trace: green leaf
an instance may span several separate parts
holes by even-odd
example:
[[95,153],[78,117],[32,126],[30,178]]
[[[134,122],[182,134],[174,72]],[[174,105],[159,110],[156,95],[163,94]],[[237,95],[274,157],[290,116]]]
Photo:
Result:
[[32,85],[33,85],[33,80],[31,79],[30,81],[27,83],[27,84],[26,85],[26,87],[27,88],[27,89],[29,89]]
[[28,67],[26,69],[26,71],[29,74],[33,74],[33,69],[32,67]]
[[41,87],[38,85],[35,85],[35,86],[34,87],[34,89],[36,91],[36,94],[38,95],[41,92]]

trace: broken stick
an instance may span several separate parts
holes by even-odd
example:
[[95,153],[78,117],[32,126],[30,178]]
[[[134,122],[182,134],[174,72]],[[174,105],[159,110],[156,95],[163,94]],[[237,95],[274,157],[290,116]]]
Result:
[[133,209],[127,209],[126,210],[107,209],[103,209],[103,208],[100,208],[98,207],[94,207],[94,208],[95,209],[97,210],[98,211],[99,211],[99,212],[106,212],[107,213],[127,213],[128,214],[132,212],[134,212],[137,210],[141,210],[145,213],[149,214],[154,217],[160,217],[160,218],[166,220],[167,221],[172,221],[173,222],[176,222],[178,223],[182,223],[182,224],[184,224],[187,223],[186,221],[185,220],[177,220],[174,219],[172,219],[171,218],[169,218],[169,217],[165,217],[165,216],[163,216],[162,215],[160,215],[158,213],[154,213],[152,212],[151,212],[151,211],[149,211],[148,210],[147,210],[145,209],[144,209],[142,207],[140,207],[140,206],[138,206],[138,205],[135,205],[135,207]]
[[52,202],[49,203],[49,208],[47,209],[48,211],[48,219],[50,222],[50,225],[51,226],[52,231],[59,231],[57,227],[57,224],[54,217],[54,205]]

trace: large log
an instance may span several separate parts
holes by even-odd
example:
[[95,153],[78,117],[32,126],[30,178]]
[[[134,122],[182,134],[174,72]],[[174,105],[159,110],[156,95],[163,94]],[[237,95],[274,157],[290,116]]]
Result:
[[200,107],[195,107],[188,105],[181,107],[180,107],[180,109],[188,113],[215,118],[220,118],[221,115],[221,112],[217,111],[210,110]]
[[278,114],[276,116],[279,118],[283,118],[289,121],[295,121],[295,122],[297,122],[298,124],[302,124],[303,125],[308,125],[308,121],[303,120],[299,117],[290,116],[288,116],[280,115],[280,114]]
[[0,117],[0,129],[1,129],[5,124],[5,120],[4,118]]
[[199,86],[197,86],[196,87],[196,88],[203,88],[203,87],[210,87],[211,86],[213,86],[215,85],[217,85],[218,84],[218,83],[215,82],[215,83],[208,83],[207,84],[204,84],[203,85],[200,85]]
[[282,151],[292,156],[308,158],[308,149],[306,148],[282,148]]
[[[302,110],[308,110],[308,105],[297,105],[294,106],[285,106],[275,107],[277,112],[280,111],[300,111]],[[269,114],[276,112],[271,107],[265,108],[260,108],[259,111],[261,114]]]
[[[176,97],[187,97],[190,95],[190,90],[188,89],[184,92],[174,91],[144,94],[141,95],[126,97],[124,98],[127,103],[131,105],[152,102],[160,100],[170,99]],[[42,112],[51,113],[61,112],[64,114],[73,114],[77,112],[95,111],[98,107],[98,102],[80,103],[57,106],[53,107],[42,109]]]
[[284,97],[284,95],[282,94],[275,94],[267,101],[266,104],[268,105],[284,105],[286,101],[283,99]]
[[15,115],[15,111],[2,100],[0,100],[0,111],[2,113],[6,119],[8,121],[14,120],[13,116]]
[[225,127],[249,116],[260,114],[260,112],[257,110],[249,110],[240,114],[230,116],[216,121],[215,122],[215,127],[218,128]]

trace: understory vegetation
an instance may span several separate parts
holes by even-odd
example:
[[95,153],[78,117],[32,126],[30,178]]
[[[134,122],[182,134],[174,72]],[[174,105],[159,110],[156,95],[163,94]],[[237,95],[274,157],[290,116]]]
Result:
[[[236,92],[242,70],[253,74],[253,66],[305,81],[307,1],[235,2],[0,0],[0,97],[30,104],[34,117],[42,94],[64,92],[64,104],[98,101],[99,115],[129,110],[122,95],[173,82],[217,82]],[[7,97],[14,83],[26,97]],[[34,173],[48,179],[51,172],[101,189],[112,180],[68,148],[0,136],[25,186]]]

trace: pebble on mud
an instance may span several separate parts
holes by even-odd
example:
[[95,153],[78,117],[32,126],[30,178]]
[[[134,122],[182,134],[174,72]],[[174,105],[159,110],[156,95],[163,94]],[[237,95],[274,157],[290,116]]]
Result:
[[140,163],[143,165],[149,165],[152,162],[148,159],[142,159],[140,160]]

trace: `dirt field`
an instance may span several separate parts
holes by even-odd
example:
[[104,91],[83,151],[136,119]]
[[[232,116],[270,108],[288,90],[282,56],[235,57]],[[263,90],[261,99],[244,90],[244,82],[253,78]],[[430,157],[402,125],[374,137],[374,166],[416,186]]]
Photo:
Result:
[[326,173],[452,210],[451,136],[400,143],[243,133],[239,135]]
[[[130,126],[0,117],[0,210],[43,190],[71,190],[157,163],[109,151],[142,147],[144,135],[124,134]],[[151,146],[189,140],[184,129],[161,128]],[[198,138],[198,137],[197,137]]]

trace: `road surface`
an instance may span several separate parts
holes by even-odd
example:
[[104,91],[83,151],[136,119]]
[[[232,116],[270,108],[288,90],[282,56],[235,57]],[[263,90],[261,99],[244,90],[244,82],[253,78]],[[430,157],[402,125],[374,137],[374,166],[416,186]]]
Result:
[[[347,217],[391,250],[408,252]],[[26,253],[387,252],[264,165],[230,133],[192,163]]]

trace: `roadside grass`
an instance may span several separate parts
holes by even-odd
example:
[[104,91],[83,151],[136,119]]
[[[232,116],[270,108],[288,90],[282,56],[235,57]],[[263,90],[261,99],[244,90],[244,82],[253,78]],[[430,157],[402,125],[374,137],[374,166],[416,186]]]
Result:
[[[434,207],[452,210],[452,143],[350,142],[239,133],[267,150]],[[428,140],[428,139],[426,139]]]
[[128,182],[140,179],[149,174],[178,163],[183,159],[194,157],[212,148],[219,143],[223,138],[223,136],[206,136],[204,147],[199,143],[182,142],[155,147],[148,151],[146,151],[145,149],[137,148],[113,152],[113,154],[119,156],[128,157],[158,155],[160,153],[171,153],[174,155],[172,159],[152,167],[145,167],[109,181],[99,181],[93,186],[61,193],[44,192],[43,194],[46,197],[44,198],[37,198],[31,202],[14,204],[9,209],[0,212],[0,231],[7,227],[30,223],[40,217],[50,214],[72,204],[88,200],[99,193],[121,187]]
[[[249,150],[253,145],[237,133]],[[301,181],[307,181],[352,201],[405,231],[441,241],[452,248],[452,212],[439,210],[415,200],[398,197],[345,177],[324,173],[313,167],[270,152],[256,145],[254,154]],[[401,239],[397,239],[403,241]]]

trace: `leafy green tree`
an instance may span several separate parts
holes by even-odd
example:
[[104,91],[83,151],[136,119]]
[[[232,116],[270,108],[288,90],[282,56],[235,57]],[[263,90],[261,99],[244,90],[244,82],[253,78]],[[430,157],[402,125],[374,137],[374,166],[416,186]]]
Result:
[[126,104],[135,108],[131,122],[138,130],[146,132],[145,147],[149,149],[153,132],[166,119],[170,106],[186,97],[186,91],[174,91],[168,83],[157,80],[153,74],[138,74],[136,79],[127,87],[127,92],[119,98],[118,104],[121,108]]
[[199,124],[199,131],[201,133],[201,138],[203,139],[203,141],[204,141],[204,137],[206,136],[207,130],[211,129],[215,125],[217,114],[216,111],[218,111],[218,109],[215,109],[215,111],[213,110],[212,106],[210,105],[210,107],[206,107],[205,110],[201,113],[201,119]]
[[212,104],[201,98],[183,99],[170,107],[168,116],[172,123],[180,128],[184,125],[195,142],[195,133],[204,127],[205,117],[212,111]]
^^^^
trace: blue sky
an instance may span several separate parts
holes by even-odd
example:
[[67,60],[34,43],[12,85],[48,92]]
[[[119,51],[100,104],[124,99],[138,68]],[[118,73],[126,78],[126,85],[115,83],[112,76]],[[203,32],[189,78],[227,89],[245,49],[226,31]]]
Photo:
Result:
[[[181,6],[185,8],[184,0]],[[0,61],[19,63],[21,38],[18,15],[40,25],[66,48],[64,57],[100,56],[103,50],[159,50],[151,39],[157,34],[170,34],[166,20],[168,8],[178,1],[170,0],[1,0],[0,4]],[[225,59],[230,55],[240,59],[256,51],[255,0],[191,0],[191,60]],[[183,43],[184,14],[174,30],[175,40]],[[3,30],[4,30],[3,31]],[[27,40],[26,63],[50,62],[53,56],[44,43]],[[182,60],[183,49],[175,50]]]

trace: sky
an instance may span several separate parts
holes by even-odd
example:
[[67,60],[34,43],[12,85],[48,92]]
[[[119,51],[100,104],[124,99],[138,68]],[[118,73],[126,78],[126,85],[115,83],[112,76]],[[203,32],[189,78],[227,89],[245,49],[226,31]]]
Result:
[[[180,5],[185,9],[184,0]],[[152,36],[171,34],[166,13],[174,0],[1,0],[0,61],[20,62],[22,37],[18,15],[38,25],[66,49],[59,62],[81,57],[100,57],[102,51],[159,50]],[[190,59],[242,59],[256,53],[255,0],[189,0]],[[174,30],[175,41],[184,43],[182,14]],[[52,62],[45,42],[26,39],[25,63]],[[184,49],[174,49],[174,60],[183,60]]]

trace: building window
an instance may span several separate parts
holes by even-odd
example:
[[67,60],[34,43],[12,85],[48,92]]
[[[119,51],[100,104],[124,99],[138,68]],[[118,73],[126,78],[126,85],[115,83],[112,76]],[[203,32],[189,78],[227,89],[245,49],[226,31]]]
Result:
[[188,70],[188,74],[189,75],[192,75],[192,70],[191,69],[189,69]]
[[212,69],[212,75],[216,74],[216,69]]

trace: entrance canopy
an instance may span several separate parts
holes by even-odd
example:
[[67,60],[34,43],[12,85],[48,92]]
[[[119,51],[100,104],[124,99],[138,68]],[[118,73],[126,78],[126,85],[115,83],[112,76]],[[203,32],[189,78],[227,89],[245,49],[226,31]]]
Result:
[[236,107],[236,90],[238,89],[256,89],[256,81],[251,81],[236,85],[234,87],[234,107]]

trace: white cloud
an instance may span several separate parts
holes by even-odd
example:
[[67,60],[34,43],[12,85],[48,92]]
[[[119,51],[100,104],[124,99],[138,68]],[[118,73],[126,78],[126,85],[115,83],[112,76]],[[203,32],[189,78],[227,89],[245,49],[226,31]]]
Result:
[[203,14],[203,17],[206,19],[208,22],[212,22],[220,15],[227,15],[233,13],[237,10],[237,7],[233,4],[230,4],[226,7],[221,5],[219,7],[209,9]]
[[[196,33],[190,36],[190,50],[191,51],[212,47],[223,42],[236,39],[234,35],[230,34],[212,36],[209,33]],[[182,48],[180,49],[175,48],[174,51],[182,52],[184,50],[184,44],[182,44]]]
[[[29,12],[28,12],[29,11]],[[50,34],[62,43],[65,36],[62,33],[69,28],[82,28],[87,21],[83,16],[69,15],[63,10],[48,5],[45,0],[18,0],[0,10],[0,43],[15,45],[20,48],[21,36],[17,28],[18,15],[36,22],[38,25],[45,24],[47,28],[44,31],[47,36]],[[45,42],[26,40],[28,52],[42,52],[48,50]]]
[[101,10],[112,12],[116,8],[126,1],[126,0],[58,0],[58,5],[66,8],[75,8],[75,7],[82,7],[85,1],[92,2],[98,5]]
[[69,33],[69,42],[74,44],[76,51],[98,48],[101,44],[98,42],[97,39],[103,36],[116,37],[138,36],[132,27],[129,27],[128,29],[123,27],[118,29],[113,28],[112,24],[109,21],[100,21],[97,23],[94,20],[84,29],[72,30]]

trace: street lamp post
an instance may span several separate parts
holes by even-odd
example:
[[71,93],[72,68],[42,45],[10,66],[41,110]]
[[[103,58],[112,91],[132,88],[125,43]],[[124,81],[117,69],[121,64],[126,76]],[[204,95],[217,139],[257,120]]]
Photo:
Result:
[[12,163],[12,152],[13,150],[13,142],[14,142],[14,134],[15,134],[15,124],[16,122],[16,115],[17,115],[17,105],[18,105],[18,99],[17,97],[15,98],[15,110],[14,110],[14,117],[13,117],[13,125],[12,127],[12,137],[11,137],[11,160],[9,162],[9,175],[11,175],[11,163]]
^^^^
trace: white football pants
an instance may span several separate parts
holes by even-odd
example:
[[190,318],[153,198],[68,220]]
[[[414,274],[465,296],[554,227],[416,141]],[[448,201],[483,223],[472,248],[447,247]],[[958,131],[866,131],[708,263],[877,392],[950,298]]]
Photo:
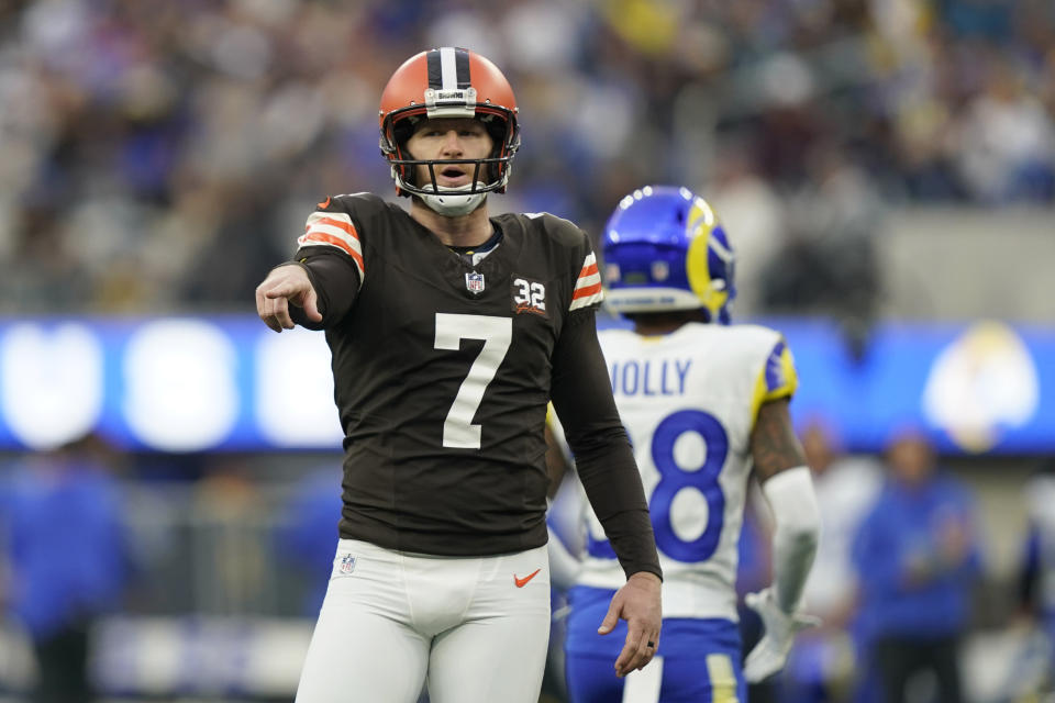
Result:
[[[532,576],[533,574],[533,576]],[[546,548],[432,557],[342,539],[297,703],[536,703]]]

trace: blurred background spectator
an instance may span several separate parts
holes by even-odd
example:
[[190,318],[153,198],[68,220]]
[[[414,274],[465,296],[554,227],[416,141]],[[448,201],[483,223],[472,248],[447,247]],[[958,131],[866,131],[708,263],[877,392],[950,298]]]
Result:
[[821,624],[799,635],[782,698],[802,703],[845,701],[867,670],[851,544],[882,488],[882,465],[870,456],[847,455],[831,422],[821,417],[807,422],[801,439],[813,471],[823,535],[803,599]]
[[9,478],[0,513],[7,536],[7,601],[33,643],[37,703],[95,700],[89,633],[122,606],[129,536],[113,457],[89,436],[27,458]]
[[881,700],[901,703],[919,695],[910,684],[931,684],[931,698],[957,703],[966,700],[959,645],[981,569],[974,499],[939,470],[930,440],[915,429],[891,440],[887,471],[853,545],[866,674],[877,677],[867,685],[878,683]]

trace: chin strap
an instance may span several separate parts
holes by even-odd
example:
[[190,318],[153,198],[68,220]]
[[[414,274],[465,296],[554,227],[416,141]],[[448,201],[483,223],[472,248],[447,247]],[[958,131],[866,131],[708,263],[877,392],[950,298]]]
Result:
^^^^
▶ **WRITTEN EXERCISE**
Scale the stretch from the line containing "trace: large log" through the line containing "[[282,151],[292,156],[308,158],[308,149],[306,148],[282,148]]" by writing out every line of it again, requests included, with each outline coordinate in the answers multiplied by 2.4 and rounded to a whole number, halves up. Leave the numbers in the requests and their format samples unchanged.

▶ **SOLUTION FOR THIS TASK**
trace: large log
an instance may span several separate parts
holes by even-odd
example:
[[95,153],[78,117],[32,126],[30,178]]
[[[134,122],[182,134],[174,72]],[[174,105],[159,110],[156,95],[163,94]],[[237,95],[274,157],[290,116]]]
Result:
[[480,257],[468,257],[451,252],[434,257],[432,257],[432,262],[451,271],[516,283],[528,283],[530,276],[530,269],[521,266],[504,264]]
[[667,274],[662,278],[670,283],[679,283],[694,290],[708,290],[708,293],[713,293],[715,298],[725,298],[727,300],[739,300],[739,290],[727,288],[718,281],[696,278],[691,278],[672,276],[672,274]]
[[0,281],[0,310],[2,310],[12,298],[12,288],[10,283]]
[[478,206],[473,206],[470,209],[470,211],[487,211],[487,209],[504,209],[506,206],[511,206],[516,204],[521,204],[523,202],[523,199],[516,197],[516,199],[499,199],[497,202],[490,202],[487,204],[480,204]]
[[677,362],[701,374],[739,379],[739,358],[734,355],[677,355]]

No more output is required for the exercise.